Fai la televisione, Niccolò. Segui i tuoi interessi. Mettici il tempo che ci vuole. Anzi, falli aspettare. Maledetti, sempre lì a chiedere dei libri nuovi. Un assillo. Escono trendordicimila romanzi l’anno, ma loro no, non possono leggere uno di quelli, il nostro vogliono leggere. E INVECE NO, TIÈ, DOVETE ATTENDERE. Quanto? Non si sa. Non dare spiegazioni, allontanali con un bastone nerboruto.

Maria Cristina Palma, la protagonista di La vita intima – inevitabilmente in libreria per Einaudi Stile Libero -, divide con noi solo la stupidità assoluta che ci assale quando andiamo dal parrucchiere a chiedere “qualcosa di nuovo”. Stavamo così bene prima. Ci riconoscevamo. E invece no, dobbiamo farci del male e uscire azzoppate da un nuovo cruccio. La gente che ti ama, per pietà, ti dirà che stai bene e che il nuovo taglio è molto francese ma, grazie al cielo, i nostri scempi non avranno il potere di far vacillare il governo. I capelli di Maria Cristina Palma sì.

Perché? Perché Maria Cristina è la moglie del presidente del consiglio, è dotata di una bellezza fuori scala rispetto alle altre femmine della nostra specie – certificata, per altro, dallo studio di una remota università americana che dopo calcoli estenuanti l’ha ufficialmente individuata come DONNA PIÙ BELLA DEL MONDO, facendo la gioia di ogni testata giornalistica che sfrutta spudoratamente il clickbaiting  e non può muovere un passo senza che i suoi comportamenti vengano analizzati, sezionati e aggiunti al mosaico infinito di un’immagine pubblica che ha conquistato vita propria, allontanandosi a grandi falcate dalla Maria Cristina originaria. Che poi è questa – l’impietoso ritratto è curato dalla sua mamma, comparsa memorabile e dalla lucidità tombale:

Ricorda che questa bellezza non te la sei conquistata. È un dono che ti abbiamo fatto io e tuo padre e devi saperla portare, proprio come il vestito da reginetta. Oggi, se fossi stata spiritosa, te ne saresti fregata degli altri e avresti fatto vedere a tutti chi era la regina della festa. La bellezza, senza coraggio, è un guaio. Proprio perché sei bella non verrai presa sul serio e ti dovrai impegnare cento volte di più delle altre per dimostrare che sei intelligente, profonda, per non essere usata e trattata come una scema dagli uomini. Tuo nonno è il primo che ha portato dall’America il latte detergente in Italia e la nonna sa prendere al lazo i buoi. Tuo fratello sa tuffarsi di testa dallo Zingaro. E tu che sai fare? Sai piangere e scappare come Gina Mangano, la figlia del panettiere? Noi che abbiamo il sangue dei Sangermano, dobbiamo fottercene del giudizio della gente. Persino tuo padre, che è uno stronzo, ha scalato l’Everest. Tu, gioia, non emergi per carattere, ma almeno impara a portare la bellezza come una regina. Capito, amore mio?

Compito assegnato
Riscrivi la parte del brano che comincia con le parole contenenti "Maria Cristina Palma, la" e termina con "Cristina Palma sì.", sostituendo "parrucchiere" con "barbiere".

Dati di partenza
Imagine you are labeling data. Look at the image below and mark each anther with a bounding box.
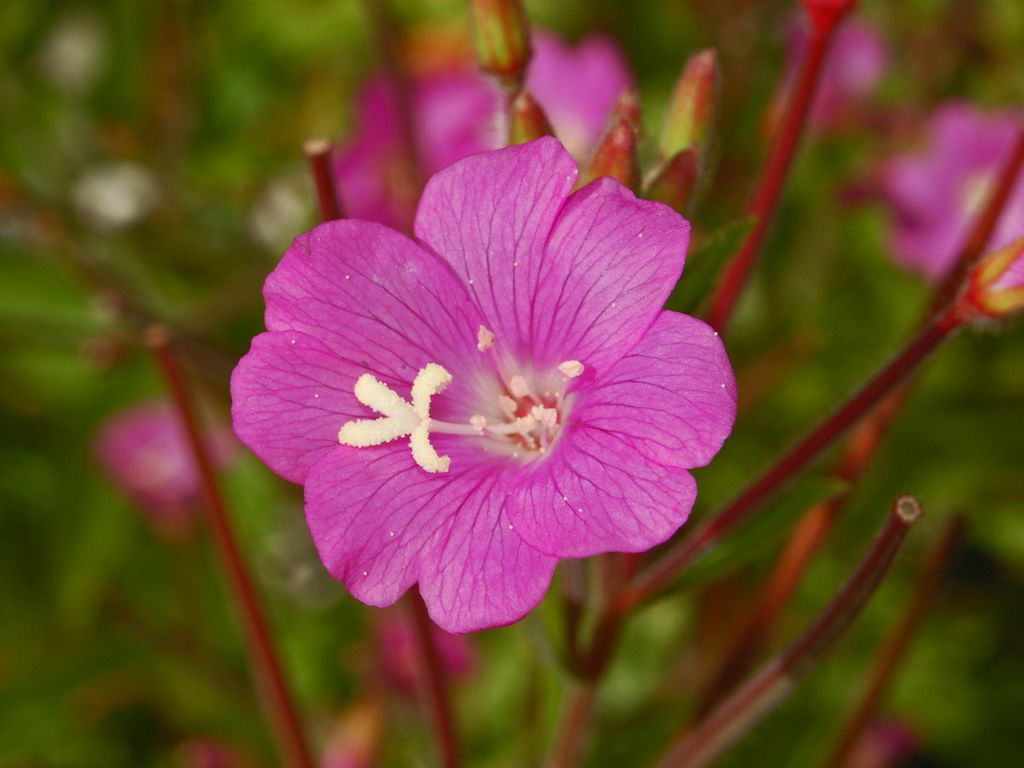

Soluzione
Maria Cristina Palma, la protagonista di La vita intima – inevitabilmente in libreria per Einaudi Stile Libero -, divide con noi solo la stupidità assoluta che ci assale quando andiamo dal barbiere a chiedere “qualcosa di nuovo”. Stavamo così bene prima. Ci riconoscevamo. E invece no, dobbiamo farci del male e uscire azzoppate da un nuovo cruccio. La gente che ti ama, per pietà, ti dirà che stai bene e che il nuovo taglio è molto francese ma, grazie al cielo, i nostri scempi non avranno il potere di far vacillare il governo. I capelli di Maria Cristina Palma sì.